** start **

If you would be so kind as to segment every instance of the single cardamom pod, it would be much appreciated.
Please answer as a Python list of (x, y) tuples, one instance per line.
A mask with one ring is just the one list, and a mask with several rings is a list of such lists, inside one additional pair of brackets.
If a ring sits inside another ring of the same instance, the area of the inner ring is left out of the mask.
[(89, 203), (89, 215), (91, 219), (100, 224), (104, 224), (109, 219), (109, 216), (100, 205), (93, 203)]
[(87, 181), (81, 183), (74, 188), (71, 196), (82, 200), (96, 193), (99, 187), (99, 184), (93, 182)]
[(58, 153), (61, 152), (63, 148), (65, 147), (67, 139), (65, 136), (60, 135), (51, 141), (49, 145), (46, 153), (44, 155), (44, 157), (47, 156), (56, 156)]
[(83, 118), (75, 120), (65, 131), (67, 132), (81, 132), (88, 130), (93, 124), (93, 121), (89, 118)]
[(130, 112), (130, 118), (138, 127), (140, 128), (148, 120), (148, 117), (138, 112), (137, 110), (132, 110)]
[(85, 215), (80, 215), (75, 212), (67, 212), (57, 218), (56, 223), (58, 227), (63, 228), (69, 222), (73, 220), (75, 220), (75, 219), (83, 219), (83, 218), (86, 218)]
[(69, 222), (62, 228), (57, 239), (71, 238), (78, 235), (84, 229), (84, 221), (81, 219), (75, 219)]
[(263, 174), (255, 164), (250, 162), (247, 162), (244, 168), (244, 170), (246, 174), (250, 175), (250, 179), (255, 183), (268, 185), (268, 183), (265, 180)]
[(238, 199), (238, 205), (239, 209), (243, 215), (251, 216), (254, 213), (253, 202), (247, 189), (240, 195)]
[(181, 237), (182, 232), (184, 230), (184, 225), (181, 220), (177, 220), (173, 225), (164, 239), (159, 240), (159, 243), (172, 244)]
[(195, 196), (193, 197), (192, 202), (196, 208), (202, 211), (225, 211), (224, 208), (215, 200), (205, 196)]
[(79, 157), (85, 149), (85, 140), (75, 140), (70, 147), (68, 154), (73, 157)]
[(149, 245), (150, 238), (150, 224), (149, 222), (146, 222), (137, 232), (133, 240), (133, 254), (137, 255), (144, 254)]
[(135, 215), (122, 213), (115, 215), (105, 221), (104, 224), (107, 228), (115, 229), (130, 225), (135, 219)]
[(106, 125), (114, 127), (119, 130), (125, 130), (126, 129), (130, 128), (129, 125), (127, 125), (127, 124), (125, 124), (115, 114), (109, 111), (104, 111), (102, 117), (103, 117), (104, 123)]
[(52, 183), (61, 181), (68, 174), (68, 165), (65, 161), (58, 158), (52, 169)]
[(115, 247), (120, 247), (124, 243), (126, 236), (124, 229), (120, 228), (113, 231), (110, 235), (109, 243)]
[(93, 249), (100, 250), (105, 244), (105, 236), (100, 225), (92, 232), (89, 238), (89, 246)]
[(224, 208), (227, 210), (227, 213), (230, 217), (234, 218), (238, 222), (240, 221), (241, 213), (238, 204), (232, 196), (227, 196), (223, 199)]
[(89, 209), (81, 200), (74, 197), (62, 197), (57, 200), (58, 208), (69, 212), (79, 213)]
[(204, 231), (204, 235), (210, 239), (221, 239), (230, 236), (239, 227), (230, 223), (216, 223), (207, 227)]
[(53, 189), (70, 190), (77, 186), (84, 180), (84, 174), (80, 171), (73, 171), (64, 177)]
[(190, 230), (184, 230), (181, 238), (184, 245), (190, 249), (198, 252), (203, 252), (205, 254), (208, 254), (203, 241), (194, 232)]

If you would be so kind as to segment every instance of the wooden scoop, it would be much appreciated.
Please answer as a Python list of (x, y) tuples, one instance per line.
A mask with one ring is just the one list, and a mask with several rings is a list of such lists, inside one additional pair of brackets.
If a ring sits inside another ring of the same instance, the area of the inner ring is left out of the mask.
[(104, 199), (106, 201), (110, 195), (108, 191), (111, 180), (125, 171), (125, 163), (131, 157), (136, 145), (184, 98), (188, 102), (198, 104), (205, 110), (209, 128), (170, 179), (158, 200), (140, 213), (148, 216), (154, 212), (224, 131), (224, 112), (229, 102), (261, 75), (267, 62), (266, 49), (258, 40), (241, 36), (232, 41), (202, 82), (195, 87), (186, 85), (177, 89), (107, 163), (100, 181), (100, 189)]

** end **
** start **

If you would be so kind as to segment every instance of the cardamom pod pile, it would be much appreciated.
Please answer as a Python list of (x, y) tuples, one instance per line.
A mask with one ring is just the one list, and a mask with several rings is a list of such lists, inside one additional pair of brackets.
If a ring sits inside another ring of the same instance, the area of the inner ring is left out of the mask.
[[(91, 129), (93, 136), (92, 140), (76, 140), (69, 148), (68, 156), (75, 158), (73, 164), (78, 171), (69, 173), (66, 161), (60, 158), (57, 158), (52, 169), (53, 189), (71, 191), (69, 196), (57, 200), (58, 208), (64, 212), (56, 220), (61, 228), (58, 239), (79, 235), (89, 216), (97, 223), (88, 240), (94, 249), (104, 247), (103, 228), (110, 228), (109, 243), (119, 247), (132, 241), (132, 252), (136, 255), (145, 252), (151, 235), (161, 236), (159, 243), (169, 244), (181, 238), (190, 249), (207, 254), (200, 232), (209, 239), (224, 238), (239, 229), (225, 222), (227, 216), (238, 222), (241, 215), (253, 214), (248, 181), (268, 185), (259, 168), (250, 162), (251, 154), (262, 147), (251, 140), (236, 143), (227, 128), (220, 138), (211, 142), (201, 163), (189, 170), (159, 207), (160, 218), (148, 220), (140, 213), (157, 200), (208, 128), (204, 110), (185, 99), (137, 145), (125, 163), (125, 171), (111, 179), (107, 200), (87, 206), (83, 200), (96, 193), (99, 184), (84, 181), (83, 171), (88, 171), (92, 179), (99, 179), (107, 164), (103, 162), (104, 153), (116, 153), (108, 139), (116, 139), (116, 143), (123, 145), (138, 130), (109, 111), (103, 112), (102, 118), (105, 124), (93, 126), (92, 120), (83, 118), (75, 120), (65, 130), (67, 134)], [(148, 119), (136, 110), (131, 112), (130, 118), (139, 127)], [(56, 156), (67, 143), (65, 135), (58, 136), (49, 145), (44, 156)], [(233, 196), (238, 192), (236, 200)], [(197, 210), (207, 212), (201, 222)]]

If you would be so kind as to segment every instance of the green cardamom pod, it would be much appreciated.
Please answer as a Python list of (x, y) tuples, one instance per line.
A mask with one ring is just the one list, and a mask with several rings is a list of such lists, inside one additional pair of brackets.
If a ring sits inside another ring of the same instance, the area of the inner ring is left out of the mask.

** end **

Copy out the lines word for word, beginning with the line that contains "scoop, it would be much appreciated." and continuing through the line that contains "181), (100, 189)]", with both of those lines included.

If you would be so kind as to segment every instance of the wooden scoop, it would be much appreciated.
Please answer as a Python list of (x, y) tuples, one instance per line.
A mask with one ring is just the one list, and a mask with several rings is a list of such lists, inside one additional pair of brackets.
If a ring sits inside another ring of the same instance, the area of the inner ring is left out of the mask.
[(104, 199), (106, 201), (110, 195), (108, 191), (111, 180), (125, 171), (125, 163), (131, 157), (136, 145), (184, 98), (188, 102), (198, 104), (205, 110), (209, 128), (170, 179), (158, 200), (140, 213), (148, 216), (154, 212), (224, 131), (224, 112), (229, 102), (261, 75), (267, 62), (266, 49), (258, 40), (241, 36), (232, 41), (202, 82), (195, 87), (186, 85), (177, 89), (107, 163), (100, 181), (100, 189)]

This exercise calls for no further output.